Written task ▸
Transcribe verbatim every line from the line containing "Consider the photo above. For each instance of the fluffy" to the end of the entries, including both endpoints. Output nothing beyond those lines.

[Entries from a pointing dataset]

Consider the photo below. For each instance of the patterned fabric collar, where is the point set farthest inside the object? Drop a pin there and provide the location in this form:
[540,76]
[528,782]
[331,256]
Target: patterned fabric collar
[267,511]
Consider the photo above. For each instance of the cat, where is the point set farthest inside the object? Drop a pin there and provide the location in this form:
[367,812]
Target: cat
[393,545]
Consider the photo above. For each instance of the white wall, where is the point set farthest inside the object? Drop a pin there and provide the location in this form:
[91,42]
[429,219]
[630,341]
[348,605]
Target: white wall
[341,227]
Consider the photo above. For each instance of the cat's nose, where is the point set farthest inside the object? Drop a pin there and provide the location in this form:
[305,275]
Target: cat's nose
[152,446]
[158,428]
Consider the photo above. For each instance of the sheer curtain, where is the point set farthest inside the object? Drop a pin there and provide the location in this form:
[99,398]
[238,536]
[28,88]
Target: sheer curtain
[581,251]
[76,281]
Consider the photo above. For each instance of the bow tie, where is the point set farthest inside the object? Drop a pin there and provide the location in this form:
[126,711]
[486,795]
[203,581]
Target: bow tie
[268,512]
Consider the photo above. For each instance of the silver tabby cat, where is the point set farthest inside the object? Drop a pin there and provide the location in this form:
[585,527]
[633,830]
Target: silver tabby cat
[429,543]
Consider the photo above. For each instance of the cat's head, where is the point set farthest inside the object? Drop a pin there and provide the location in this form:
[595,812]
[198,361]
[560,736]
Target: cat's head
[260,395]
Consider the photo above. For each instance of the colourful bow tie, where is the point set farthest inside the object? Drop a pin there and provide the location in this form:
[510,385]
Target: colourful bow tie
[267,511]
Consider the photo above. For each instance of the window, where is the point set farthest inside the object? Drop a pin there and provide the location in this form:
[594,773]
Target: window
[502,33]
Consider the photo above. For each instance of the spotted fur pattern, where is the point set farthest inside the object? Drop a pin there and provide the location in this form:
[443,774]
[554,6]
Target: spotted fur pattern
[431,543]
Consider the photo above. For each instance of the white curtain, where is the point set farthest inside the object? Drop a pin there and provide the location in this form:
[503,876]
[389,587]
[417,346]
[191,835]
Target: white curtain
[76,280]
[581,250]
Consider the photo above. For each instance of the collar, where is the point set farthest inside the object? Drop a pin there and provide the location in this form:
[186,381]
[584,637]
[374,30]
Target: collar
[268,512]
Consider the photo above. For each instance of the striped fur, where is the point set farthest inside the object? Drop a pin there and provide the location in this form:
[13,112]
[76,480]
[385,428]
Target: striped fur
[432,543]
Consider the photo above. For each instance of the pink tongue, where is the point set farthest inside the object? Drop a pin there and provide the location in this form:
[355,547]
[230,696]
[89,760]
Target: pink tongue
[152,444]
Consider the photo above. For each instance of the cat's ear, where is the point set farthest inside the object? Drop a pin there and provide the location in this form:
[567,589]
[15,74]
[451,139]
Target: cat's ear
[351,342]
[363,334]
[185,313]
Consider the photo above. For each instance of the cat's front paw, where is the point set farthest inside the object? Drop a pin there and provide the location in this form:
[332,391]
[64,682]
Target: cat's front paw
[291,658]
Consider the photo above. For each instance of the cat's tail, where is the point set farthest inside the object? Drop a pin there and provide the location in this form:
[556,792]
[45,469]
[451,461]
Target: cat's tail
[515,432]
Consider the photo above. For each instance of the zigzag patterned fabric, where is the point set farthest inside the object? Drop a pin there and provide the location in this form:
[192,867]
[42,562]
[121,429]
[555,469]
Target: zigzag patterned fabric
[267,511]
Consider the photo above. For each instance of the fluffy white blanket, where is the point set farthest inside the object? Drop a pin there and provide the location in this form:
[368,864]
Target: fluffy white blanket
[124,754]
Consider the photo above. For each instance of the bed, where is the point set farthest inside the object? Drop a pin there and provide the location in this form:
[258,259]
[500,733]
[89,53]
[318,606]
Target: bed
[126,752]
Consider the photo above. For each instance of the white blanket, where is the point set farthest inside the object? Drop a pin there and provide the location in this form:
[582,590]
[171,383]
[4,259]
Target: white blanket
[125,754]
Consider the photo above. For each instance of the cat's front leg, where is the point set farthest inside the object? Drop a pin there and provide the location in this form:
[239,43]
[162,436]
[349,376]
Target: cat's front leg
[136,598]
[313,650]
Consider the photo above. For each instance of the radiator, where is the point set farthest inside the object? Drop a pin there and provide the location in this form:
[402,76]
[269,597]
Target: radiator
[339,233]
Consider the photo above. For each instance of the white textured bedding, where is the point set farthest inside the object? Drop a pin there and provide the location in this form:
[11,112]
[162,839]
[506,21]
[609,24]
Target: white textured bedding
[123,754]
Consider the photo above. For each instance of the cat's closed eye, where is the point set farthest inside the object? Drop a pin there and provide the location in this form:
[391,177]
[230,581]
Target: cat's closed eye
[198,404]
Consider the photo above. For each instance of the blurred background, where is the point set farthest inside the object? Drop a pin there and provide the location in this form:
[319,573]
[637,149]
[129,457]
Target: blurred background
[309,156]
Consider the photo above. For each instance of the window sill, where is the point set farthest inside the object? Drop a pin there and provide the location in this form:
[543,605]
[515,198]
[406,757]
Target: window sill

Completed task ▸
Consider the photo above. For each instance of the fluffy white blanket, where is the point set farthest inside the object? Drop a pin there and provide the location in this form:
[368,864]
Target: fluffy white blanket
[124,754]
Consider the photo above. For each instance of the bed, where is the point set farthest inside the object? Drop a pin there and provide the location in this form:
[258,259]
[500,733]
[89,53]
[318,606]
Target: bed
[126,752]
Consider the photo above. For each instance of the white blanket, where is the point set farthest inside the object? Drop a pin there and provide the location in this form:
[582,590]
[171,383]
[4,259]
Target: white blanket
[125,754]
Consider the photo above. For each instance of the cat's front leg, where is the point set farthest inside the object? Drop a pin there and provide the location in this form:
[239,43]
[162,436]
[349,376]
Target: cat's front leg
[136,598]
[313,650]
Consider the photo above. For each instance of the radiator, where is the point set farthest inside the object? Drop a pin there and provide the location in this form:
[402,76]
[269,597]
Target: radiator
[339,233]
Consider the photo above. For each instance of the white textured bedding, where is the point set farthest inside the object? Drop a pin there and provide the location in this form:
[11,112]
[162,839]
[506,21]
[609,24]
Target: white textured bedding
[123,754]
Consider the photo above. For each instance of the cat's closed eye, where is the point set farthest inside the object? Drop a pin there and provide the location in this form:
[391,177]
[230,581]
Target: cat's closed eye
[198,404]
Consider the photo above. For each instance of the blurred background, where is the point set farthest inside the object? Drop a pin there and provide the location in this form:
[319,573]
[637,149]
[129,457]
Target: blurred background
[309,156]
Consider the photo above. For each instance of the window sill, where is the point set farthest inside the object? Drop a pin there and provide the location in this form:
[543,605]
[515,198]
[406,757]
Target: window sill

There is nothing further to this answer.